WHAT TO WORK ON.
Can you quote, word for word, every line from the first line of the records below through the line containing "x=490 y=815", and nothing else?
━━ DATA FOR PROCESSING
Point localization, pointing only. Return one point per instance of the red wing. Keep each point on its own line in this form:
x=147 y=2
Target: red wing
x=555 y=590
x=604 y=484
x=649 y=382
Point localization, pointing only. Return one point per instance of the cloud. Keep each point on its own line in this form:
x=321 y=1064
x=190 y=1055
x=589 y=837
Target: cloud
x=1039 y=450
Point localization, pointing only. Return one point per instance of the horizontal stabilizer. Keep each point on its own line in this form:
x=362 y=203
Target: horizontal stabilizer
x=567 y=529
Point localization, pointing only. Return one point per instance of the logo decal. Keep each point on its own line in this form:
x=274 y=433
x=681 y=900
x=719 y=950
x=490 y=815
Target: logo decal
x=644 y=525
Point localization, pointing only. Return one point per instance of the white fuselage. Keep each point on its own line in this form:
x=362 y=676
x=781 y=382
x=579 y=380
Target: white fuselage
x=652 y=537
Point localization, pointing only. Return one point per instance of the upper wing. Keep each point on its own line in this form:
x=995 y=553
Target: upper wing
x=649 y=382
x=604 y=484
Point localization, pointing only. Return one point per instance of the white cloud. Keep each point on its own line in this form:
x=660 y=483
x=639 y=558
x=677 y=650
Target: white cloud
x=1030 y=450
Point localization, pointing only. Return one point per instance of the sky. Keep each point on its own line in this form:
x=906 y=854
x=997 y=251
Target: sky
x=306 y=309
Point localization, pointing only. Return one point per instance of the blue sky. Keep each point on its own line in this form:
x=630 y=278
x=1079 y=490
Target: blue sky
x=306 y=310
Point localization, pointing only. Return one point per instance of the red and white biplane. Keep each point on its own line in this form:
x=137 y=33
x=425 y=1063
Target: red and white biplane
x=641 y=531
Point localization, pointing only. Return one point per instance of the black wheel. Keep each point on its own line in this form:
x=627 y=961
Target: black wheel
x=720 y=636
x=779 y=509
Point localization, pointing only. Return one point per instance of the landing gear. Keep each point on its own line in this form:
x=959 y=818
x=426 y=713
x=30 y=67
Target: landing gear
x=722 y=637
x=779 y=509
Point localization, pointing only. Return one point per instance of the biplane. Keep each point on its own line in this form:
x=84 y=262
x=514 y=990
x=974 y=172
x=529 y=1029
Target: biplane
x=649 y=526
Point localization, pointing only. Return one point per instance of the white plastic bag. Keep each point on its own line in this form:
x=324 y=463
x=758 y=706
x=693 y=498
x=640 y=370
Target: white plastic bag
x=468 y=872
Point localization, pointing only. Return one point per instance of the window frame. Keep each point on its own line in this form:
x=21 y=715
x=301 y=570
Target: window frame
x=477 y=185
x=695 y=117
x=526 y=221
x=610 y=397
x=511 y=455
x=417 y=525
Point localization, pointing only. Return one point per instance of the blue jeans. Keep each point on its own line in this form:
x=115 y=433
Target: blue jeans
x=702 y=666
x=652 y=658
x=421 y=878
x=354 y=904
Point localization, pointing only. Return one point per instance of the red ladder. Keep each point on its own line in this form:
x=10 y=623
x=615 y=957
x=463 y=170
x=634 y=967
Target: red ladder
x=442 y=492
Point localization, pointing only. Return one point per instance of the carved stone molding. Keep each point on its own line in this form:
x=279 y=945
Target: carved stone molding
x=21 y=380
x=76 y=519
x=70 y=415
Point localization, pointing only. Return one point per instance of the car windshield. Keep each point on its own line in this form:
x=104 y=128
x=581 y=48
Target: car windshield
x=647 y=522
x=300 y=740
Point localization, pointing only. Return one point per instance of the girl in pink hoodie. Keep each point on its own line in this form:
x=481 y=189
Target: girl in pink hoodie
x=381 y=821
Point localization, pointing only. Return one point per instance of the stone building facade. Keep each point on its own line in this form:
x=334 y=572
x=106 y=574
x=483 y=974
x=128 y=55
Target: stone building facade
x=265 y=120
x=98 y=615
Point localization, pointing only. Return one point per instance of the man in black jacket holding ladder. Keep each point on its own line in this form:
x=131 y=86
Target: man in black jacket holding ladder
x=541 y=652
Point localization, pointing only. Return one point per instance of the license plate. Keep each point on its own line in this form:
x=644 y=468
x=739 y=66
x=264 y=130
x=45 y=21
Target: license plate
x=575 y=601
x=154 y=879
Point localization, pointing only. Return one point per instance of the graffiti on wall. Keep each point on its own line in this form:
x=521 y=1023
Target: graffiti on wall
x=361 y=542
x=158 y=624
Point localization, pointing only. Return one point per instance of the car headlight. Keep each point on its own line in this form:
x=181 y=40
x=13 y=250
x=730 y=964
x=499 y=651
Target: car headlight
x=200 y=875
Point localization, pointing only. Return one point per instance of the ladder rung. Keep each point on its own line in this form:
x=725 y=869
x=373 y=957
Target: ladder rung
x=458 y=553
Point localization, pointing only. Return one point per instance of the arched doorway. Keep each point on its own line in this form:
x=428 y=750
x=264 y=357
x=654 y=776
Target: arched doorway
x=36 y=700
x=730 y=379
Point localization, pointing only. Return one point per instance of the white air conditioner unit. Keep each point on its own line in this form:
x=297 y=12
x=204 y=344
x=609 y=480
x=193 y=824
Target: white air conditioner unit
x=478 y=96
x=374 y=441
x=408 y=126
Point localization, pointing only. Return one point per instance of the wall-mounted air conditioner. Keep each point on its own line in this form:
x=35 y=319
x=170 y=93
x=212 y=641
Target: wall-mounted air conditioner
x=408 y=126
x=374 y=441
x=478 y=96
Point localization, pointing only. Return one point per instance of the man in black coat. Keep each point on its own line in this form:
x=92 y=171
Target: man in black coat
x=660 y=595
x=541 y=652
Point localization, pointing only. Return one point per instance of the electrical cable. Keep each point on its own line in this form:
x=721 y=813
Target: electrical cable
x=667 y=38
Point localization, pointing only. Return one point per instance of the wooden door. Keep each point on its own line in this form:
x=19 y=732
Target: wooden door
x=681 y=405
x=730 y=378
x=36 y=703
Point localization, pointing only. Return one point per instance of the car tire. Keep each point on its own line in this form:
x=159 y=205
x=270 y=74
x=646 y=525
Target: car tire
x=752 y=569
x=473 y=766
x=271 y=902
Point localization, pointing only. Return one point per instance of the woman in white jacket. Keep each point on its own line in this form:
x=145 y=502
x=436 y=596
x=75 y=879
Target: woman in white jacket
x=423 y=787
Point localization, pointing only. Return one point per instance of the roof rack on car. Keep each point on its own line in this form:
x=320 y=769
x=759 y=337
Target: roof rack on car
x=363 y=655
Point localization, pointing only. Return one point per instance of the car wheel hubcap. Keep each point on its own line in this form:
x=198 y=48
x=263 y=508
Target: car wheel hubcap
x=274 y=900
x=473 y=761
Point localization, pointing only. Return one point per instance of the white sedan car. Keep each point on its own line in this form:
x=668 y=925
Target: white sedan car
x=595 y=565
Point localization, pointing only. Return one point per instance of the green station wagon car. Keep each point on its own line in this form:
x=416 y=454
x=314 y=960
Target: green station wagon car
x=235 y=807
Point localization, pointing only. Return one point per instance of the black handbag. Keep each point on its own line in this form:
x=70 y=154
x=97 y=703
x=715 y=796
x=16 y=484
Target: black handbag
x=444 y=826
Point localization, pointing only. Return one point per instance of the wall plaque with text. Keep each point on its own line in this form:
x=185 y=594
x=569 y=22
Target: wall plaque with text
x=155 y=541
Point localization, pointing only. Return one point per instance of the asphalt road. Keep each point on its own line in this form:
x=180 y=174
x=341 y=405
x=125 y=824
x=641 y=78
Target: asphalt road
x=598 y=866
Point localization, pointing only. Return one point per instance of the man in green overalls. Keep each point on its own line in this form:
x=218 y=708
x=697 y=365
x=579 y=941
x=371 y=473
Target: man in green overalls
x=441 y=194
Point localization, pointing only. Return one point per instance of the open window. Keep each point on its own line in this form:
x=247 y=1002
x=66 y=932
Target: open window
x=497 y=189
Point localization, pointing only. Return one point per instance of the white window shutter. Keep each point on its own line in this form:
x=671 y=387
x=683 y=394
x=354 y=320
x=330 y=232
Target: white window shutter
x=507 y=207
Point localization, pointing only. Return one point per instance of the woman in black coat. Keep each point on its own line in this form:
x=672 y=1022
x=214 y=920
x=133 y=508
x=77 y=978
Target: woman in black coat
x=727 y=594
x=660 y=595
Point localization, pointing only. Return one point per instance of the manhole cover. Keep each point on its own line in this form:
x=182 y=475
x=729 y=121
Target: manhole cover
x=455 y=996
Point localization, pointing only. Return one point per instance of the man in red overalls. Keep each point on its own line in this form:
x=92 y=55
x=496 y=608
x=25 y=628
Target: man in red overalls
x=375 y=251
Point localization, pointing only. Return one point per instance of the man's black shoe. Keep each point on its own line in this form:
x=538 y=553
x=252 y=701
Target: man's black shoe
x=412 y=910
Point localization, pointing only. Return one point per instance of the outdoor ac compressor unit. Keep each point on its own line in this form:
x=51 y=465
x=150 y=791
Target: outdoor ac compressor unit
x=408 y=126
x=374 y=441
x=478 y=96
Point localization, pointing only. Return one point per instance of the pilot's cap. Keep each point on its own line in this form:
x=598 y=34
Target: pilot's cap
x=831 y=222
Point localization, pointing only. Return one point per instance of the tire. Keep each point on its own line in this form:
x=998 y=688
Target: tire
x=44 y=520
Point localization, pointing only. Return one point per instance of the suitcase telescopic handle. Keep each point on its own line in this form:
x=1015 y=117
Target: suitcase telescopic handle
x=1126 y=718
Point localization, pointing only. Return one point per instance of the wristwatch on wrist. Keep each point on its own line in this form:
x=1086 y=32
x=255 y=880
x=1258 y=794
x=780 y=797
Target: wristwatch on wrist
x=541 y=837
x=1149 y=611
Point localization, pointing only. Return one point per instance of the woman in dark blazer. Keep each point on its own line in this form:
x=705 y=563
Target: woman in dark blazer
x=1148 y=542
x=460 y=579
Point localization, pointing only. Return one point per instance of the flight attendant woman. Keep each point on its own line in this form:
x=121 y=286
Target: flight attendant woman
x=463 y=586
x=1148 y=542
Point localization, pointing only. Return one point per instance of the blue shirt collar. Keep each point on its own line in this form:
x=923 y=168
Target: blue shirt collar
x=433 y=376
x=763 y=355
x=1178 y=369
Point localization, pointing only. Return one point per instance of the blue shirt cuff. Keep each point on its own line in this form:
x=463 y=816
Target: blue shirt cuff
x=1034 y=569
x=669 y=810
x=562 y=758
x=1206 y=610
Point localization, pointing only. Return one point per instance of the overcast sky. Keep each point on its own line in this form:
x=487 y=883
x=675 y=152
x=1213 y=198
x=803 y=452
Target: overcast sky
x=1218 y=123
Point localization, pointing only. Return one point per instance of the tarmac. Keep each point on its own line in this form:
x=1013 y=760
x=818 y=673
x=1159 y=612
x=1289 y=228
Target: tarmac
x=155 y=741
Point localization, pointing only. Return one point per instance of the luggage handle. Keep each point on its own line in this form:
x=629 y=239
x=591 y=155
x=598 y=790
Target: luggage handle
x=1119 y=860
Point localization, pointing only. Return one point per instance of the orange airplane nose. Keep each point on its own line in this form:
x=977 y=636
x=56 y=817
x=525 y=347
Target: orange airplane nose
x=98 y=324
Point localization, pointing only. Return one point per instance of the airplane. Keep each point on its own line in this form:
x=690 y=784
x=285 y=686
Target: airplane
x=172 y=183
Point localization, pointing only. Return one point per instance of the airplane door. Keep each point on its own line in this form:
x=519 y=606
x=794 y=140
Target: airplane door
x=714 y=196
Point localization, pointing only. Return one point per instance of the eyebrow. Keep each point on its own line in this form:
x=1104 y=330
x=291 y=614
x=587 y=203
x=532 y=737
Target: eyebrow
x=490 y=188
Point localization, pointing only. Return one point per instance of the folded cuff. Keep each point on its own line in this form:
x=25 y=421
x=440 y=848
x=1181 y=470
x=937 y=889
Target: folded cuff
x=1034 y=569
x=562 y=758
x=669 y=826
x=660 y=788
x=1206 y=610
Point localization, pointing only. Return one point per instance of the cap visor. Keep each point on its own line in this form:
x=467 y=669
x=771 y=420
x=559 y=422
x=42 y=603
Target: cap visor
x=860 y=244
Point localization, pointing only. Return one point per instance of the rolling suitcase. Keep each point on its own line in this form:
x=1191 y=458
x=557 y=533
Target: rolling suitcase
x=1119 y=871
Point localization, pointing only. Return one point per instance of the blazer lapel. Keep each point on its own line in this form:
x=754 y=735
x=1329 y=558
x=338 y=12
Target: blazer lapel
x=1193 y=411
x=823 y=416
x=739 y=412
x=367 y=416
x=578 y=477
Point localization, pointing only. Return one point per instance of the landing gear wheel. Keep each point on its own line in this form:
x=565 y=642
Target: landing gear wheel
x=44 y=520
━━━━
OUTPUT OF THE EXERCISE.
Point localization, pointing only. Return one point per instance of the red wing. Keep each point on its own line in this form:
x=147 y=2
Target: red wing
x=555 y=590
x=604 y=484
x=649 y=382
Point localization, pointing only. Return one point per instance of the cloud. Keep each point on its own line in this form:
x=321 y=1064
x=190 y=1055
x=589 y=837
Target: cloud
x=1039 y=450
Point localization, pointing only. Return one point per instance of the horizontal stabilizer. Keep each point on its own line in this form:
x=362 y=203
Target: horizontal stabilizer
x=567 y=529
Point localization, pointing only. Return one point per instance of the logo decal. Keep each point on its own line in this form:
x=274 y=433
x=681 y=900
x=719 y=950
x=490 y=815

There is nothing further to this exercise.